*Challenge*: Continue the Faster R-CNN notebook below from the point where it stops.

*Article*:

# Faster R-CNN Analysis

This notebook is an analysis of the performance of various layer additions to the Faster R-CNN model as used in Pytorch.  The dataset used is the SARscope dataset found at the below link.  The objective is to determine whether proposed image processing methods would increase model performance on Synthetic Aperture Radar data of maritime vessels.

Dataset: https://www.kaggle.com/datasets/kailaspsudheer/sarscope-unveiling-the-maritime-landscape

## Section 1 - Workspace Preparation

To ensure that the user can run this notebook without issue, please do the following:

1. Ensure your Python installtion is 3.8.10 or higher.
2. You are using the pip3 package manager.
3. Run the below installation steps. These are all the packages used in this notebook.

*Provided material*:

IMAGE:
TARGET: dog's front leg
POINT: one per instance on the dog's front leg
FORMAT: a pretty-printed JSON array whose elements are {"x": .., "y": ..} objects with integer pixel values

*Solved problem*:
In [None]:
!pip3 install torch
!pip3 install torchvision
!pip3 install torchmetrics
!pip3 install kagglehub
!pip3 install json
!pip3 install matplotlib
!pip3 install cv2

## Section 2 - Dataset Loading

The user has two options for initializing their data.  They can either provide a path to a local copy of the dataset folder or they can load it using the Kagglehub module.  To choose the local path option, simply provide the absolute path to the 'SARscope' folder and no lower.  To choose the Kagglehub option, leave the 'path' variable as 'None'.

In [None]:
# Utility Imports
import json
import os
import pathlib
import random
import shutil


# Data Handling Imports
import cv2
import kagglehub
import matplotlib.pyplot as plt


# Model & Metric Imports
import torch
import torchmetrics
import torchvision

project_path = pathlib.Path.cwd().parent.resolve()
print(f"Project path: {project_path}")

### Section 2.1: Note on Kagglehub

Kagglehub does not natively support downloading to specific directories on the user's file system.  It instead downloads it to a cache folder, which may vary between users.  Thus, all downloads will move the data folder to the included data directory under the '*/data/kaggle/*' folder for consistency.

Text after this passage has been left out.